▶ [WHAT THIS TASK INVOLVES]: Report each line from the entries in which "negative" can be found.

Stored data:
-.-.-
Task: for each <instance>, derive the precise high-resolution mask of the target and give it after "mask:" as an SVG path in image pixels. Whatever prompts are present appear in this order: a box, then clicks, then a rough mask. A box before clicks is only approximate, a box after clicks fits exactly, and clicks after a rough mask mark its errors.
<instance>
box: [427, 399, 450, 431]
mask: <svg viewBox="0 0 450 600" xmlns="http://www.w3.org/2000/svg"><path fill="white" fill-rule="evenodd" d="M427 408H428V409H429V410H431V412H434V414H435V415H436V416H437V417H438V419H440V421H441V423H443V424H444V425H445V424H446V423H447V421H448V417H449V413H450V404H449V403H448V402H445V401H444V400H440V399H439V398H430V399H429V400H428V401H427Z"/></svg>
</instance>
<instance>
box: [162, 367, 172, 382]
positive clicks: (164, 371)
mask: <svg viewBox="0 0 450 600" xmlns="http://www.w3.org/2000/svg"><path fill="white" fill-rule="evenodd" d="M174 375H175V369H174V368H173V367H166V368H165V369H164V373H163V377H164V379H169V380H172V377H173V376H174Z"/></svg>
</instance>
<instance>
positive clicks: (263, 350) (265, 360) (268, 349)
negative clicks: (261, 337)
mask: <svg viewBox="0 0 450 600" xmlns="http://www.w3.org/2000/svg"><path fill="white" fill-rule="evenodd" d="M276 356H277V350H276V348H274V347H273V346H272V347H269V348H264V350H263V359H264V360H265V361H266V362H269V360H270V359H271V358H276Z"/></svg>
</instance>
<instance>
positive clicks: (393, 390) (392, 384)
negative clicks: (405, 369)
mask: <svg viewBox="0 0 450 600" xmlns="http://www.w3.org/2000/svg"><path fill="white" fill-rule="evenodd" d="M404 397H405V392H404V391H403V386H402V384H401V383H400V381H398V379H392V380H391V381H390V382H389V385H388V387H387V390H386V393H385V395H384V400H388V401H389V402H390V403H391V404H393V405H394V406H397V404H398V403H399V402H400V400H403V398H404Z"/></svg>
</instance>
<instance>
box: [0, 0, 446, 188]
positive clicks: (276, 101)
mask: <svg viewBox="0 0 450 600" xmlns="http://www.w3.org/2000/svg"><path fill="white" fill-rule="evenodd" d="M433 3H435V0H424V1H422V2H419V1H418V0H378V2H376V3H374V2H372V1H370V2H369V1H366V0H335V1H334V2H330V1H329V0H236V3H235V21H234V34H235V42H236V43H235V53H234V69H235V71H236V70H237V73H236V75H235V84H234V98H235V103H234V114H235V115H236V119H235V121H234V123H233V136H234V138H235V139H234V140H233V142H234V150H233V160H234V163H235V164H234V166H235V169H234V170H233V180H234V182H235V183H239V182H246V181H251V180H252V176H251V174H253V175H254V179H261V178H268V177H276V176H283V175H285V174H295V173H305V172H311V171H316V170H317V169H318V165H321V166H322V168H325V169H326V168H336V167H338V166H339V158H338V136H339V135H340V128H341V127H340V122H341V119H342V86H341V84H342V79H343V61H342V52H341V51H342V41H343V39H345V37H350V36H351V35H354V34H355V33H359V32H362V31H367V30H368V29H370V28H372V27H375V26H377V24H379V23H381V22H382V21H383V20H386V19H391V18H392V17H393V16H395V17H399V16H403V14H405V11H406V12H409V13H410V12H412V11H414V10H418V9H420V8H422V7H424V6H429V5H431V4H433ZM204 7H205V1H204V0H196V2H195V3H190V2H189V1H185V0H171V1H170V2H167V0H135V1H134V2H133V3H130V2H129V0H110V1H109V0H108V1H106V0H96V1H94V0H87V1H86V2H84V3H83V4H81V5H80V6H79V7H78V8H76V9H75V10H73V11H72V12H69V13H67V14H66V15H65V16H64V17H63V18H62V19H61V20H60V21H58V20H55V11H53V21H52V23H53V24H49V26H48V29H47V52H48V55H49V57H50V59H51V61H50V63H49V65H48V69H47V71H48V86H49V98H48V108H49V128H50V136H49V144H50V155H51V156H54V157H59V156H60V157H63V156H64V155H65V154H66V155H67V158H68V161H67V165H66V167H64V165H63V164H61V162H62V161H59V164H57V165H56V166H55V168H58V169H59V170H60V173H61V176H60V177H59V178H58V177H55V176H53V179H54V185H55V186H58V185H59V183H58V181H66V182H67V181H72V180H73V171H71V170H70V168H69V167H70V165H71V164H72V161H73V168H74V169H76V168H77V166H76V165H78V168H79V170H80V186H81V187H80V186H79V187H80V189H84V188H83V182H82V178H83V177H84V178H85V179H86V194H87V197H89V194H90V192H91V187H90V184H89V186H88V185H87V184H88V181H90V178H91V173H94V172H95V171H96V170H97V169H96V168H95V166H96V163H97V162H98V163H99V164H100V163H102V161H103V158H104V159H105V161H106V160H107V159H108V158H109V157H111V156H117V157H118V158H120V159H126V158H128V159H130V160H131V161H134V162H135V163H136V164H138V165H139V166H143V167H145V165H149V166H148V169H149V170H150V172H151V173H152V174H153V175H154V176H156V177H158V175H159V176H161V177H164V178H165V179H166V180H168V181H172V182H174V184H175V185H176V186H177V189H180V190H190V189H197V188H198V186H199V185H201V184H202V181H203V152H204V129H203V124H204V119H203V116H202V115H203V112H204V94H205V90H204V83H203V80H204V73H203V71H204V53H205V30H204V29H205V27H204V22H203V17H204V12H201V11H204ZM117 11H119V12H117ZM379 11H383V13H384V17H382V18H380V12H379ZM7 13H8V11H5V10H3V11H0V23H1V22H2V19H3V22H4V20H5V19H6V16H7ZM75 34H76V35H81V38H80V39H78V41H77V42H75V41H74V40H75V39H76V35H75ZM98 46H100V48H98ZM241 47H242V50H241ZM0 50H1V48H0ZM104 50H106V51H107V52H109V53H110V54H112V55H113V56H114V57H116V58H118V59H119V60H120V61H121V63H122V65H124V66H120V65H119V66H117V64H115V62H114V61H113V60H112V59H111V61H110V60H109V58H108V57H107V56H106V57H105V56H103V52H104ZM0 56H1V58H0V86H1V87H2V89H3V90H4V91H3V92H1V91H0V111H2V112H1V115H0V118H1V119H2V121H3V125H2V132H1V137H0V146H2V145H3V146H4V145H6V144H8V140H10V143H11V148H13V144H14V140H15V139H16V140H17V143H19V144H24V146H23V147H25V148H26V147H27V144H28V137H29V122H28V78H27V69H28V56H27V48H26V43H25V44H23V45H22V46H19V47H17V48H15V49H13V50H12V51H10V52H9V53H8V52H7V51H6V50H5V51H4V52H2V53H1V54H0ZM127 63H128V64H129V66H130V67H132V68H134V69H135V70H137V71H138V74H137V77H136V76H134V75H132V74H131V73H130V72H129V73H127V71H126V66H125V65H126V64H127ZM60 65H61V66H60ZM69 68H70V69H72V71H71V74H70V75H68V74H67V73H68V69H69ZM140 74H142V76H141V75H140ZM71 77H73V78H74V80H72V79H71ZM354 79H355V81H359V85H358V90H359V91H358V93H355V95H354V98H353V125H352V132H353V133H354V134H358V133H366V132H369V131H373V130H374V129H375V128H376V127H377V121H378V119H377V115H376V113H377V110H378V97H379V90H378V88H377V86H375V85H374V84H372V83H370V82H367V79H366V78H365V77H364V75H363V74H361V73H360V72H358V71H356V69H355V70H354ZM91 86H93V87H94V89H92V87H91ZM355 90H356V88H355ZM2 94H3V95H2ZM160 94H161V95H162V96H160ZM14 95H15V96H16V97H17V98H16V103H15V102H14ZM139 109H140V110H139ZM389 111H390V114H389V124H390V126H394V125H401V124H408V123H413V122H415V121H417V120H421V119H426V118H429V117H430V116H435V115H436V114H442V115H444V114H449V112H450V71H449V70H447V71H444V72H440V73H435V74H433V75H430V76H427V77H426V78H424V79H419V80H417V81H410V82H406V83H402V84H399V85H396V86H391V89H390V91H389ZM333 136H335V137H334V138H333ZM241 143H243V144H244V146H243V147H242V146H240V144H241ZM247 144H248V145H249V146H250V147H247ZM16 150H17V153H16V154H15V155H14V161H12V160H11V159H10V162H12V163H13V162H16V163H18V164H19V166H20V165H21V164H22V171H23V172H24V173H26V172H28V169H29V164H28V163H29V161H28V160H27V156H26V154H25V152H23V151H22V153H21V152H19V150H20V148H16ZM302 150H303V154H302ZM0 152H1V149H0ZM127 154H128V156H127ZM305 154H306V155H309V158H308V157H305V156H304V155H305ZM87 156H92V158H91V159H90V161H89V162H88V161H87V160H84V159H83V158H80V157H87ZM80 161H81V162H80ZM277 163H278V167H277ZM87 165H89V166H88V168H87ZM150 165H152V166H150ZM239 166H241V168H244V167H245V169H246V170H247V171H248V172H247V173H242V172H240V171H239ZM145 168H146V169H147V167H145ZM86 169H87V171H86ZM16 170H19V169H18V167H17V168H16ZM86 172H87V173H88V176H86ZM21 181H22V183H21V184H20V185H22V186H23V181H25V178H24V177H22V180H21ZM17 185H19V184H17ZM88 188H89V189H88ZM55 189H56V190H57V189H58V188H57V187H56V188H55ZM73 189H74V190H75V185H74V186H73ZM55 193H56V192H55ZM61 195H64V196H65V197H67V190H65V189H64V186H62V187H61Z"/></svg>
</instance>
-.-.-
▶ [WRITTEN RESPONSE]:
negative clicks: (261, 337)
negative clicks: (405, 369)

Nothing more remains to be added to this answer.